## Your task
Reproduce the records word for word, from the first line to the line containing "point(315, 41)".

Records contained in a dataset
Content starts
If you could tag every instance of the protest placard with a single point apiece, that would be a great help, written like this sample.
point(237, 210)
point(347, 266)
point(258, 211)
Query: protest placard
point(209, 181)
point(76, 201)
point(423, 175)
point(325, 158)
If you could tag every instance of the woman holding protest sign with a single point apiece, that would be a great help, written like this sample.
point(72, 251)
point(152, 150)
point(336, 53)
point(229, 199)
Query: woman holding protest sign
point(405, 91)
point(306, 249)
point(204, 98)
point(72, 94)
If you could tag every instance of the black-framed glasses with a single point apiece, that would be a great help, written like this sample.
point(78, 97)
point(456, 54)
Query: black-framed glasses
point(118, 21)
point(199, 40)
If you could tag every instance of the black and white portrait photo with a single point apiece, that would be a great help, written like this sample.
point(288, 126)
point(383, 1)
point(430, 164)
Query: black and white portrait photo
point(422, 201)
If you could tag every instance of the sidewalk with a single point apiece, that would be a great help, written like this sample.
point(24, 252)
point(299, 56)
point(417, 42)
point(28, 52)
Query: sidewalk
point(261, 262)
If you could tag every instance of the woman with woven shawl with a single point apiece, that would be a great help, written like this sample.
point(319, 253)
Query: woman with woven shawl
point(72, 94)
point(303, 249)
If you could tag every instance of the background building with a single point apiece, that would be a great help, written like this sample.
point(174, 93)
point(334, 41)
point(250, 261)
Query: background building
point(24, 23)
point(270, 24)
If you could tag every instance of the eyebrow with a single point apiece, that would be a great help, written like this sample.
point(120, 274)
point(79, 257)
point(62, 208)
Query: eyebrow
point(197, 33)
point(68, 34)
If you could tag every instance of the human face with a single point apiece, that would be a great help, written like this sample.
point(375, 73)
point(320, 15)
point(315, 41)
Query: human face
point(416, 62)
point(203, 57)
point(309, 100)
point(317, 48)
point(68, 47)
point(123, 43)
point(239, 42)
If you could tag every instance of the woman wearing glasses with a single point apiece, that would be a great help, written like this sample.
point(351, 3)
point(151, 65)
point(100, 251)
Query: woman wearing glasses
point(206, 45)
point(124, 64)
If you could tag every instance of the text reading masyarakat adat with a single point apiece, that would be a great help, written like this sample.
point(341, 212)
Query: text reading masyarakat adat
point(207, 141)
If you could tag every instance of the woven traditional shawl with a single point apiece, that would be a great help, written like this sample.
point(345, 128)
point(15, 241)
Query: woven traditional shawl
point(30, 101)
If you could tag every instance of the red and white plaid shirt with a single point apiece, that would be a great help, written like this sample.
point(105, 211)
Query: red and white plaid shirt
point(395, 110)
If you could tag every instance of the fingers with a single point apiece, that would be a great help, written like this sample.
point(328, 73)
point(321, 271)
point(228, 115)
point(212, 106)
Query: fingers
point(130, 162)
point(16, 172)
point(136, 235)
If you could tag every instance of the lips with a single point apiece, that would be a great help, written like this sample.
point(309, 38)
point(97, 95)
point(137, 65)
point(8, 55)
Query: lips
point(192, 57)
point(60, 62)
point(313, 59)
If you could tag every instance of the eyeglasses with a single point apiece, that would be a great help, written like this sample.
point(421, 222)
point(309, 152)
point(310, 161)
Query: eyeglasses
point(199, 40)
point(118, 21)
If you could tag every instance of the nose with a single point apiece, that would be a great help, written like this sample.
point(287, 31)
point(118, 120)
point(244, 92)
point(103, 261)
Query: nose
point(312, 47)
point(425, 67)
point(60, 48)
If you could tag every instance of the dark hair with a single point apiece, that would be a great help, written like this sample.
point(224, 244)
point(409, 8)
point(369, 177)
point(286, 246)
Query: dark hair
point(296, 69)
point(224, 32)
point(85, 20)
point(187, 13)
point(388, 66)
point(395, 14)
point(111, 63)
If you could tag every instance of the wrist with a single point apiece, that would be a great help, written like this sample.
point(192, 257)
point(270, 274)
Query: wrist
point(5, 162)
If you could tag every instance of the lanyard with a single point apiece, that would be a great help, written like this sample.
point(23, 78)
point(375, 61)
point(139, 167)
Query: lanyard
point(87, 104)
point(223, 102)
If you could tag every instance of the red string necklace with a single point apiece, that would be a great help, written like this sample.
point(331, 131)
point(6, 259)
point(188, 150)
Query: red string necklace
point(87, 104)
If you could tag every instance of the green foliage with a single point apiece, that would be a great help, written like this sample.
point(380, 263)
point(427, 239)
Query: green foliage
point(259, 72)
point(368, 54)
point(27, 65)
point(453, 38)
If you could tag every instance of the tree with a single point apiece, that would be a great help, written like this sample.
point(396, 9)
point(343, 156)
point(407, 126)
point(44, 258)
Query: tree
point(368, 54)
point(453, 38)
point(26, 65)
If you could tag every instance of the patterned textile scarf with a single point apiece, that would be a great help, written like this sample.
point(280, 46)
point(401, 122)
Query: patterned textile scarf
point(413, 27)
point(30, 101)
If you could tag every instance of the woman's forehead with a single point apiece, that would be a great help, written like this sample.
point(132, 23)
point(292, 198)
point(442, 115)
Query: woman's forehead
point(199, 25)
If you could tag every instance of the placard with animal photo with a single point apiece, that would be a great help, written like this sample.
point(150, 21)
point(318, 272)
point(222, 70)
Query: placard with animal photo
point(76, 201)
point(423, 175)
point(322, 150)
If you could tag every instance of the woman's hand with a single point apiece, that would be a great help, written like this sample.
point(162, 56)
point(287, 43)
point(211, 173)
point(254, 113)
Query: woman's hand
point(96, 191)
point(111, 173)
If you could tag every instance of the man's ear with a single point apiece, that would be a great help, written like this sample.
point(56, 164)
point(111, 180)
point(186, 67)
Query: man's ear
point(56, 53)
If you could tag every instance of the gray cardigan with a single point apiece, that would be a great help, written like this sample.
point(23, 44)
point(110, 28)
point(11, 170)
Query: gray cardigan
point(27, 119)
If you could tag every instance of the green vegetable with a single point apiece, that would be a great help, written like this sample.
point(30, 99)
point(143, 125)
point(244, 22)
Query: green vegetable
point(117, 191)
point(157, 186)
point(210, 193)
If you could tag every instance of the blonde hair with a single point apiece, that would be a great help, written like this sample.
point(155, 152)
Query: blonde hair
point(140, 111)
Content ends
## Exercise response
If you could tag every instance of the protest placard with a single point apiece, that would be a great help, written like this sample.
point(237, 210)
point(347, 266)
point(258, 211)
Query: protest placard
point(209, 181)
point(76, 201)
point(423, 175)
point(325, 158)
If you could tag every instance of the woman holding protest sign with a single point apiece, that would be a great help, written like this sample.
point(72, 251)
point(152, 150)
point(336, 53)
point(229, 199)
Query: woman holding protest sign
point(405, 91)
point(306, 249)
point(204, 98)
point(72, 94)
If you could tag every instance of the black-framed glasses with a single point apiece, that would be a great help, written like this sample.
point(78, 97)
point(456, 54)
Query: black-framed glasses
point(118, 21)
point(199, 40)
If you could tag every instance of the black and white portrait photo with a single point apiece, that would be a great help, written like this sample.
point(288, 126)
point(383, 1)
point(430, 164)
Query: black and white portrait photo
point(422, 201)
If you could tag every instance of the sidewalk with a single point apiece, that would be a great help, written like this sample.
point(24, 252)
point(299, 56)
point(417, 42)
point(28, 52)
Query: sidewalk
point(261, 262)
If you could tag every instance of the woman with woven shawl with a single point apiece, that would be a great help, written like this sample.
point(319, 253)
Query: woman with woven shawl
point(72, 94)
point(303, 249)
If you could tag every instance of the background building with a single point apiece, that would be a great help, written like this sample.
point(174, 93)
point(334, 41)
point(250, 261)
Query: background building
point(24, 23)
point(270, 24)
If you could tag every instance of the eyebrow with a single point apiece, that would be a great help, written like this sample.
point(120, 274)
point(79, 257)
point(62, 208)
Query: eyebrow
point(197, 33)
point(68, 34)
If you could tag every instance of the human face with a single point apiece, that would be a great help, written like this sample.
point(375, 73)
point(320, 15)
point(315, 41)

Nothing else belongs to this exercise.